■ **JOB**
Please format the lines of the records below as a numbered list, leaving out blank lines and the pictures.

■ **EXCERPTED DATA**

+++

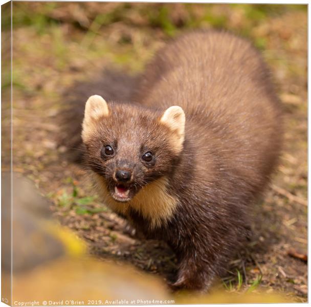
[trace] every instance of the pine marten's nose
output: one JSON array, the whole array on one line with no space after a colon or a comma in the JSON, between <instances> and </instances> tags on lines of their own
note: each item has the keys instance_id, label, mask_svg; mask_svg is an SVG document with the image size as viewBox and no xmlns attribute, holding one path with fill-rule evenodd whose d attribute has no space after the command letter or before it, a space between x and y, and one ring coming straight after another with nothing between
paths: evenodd
<instances>
[{"instance_id":1,"label":"pine marten's nose","mask_svg":"<svg viewBox=\"0 0 311 307\"><path fill-rule=\"evenodd\" d=\"M127 182L129 181L131 177L131 173L127 170L120 170L116 173L116 178L118 181Z\"/></svg>"}]
</instances>

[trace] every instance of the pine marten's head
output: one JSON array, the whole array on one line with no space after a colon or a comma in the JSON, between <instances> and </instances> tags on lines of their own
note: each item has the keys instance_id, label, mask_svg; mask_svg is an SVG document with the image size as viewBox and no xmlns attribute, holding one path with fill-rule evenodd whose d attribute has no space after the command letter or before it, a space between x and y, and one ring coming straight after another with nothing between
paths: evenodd
<instances>
[{"instance_id":1,"label":"pine marten's head","mask_svg":"<svg viewBox=\"0 0 311 307\"><path fill-rule=\"evenodd\" d=\"M183 149L185 121L180 106L160 112L92 96L82 124L86 163L114 200L130 201L172 171Z\"/></svg>"}]
</instances>

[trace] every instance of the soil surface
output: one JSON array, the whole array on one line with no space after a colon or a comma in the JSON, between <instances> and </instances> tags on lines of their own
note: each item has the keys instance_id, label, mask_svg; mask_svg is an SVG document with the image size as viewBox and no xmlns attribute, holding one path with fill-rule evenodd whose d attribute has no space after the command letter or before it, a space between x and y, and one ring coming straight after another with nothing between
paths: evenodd
<instances>
[{"instance_id":1,"label":"soil surface","mask_svg":"<svg viewBox=\"0 0 311 307\"><path fill-rule=\"evenodd\" d=\"M254 291L281 291L293 300L306 301L306 10L291 7L267 12L253 8L254 14L258 10L264 14L256 19L248 15L247 8L254 6L211 5L205 14L214 19L208 19L202 17L202 5L173 5L173 5L121 4L50 7L13 3L13 170L36 183L52 200L55 216L85 239L96 257L126 262L171 279L176 263L170 249L137 237L125 221L101 203L87 171L64 158L68 148L57 144L64 97L81 90L81 82L100 91L102 72L112 65L127 74L141 71L170 36L186 30L189 20L201 20L192 27L220 26L248 37L261 50L283 102L284 146L278 172L254 206L253 237L233 259L218 287L241 291L258 286ZM159 10L164 17L156 13ZM9 29L3 31L8 39ZM5 138L7 133L3 128ZM3 151L7 147L3 145ZM8 160L3 153L3 159L4 169Z\"/></svg>"}]
</instances>

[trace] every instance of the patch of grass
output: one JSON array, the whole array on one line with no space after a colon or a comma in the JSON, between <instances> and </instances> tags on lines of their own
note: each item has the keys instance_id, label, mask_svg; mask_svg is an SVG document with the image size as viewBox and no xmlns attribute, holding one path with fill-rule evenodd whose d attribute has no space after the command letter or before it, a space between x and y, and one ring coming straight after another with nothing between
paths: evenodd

+++

■ **FULL OUTPUT**
1. [trace] every instance of the pine marten's nose
2. output: one JSON array, the whole array on one line with no space after a colon or a comma in the JSON, between <instances> and </instances> tags on lines of their own
3. note: each item has the keys instance_id, label, mask_svg; mask_svg is an SVG document with the image size as viewBox and no xmlns attribute, holding one path with fill-rule evenodd whose d attribute has no space after the command letter or before it, a space between x and y, and one ring coming straight after another with nothing between
4. paths: evenodd
5. <instances>
6. [{"instance_id":1,"label":"pine marten's nose","mask_svg":"<svg viewBox=\"0 0 311 307\"><path fill-rule=\"evenodd\" d=\"M127 182L129 181L131 177L131 173L127 170L120 170L116 173L116 178L118 181Z\"/></svg>"}]
7. </instances>
8. [trace] every instance of the pine marten's head
9. output: one JSON array, the whole array on one line with no space after a colon or a comma in the JSON, between <instances> and </instances> tags on lines of their own
10. note: each item has the keys instance_id, label, mask_svg; mask_svg is an SVG document with the image size as viewBox and no xmlns attribute, holding one path with fill-rule evenodd whose d attribute has no space after the command letter or before it, a space between x and y, and one ring coming straight after another with nothing between
11. paths: evenodd
12. <instances>
13. [{"instance_id":1,"label":"pine marten's head","mask_svg":"<svg viewBox=\"0 0 311 307\"><path fill-rule=\"evenodd\" d=\"M183 149L185 121L180 106L160 112L92 96L82 124L86 163L114 200L130 201L172 171Z\"/></svg>"}]
14. </instances>
15. [trace] every instance of the soil surface
16. output: one JSON array, the whole array on one line with no space after a colon or a comma in the JSON, between <instances> and </instances> tags on lines of their own
17. note: each item has the keys instance_id, label, mask_svg; mask_svg is an SVG document with the image size as viewBox and no xmlns attribute, holding one path with fill-rule evenodd whose d attribute has no space after the command letter or before it, a space between x and y, and one ring coming straight after another with nothing between
18. paths: evenodd
19. <instances>
20. [{"instance_id":1,"label":"soil surface","mask_svg":"<svg viewBox=\"0 0 311 307\"><path fill-rule=\"evenodd\" d=\"M254 291L281 291L293 300L306 301L306 10L291 7L267 12L253 8L254 14L258 10L264 14L256 19L248 15L247 8L254 6L211 5L205 14L214 19L208 19L202 17L202 5L173 5L173 5L121 4L50 7L13 3L13 170L36 183L52 200L55 216L85 239L96 257L126 262L171 279L176 263L170 249L137 237L125 221L101 203L87 171L64 158L68 148L57 144L64 97L81 90L81 82L100 91L102 72L112 65L127 74L141 71L170 36L186 30L189 20L201 20L192 27L220 26L248 37L261 50L283 102L284 146L278 172L254 206L253 237L233 259L218 287L241 291L258 286ZM159 10L164 17L156 13ZM9 29L3 31L8 39ZM5 138L7 133L3 128ZM3 151L7 147L3 145ZM8 160L3 153L3 159L4 169Z\"/></svg>"}]
21. </instances>
22. [trace] every instance of the patch of grass
23. output: one JSON array, the whole array on one line with no space after a colon or a comma in the JSON, between <instances> and </instances> tags on lines of their own
24. note: each item has the keys instance_id, label, mask_svg; mask_svg is an SVG document with the image size as viewBox and no xmlns attribute, holding one path with fill-rule evenodd whose d attribute has no space after the command letter or before it, a space between x and y, and one ring coming straight after another with nothing between
25. paths: evenodd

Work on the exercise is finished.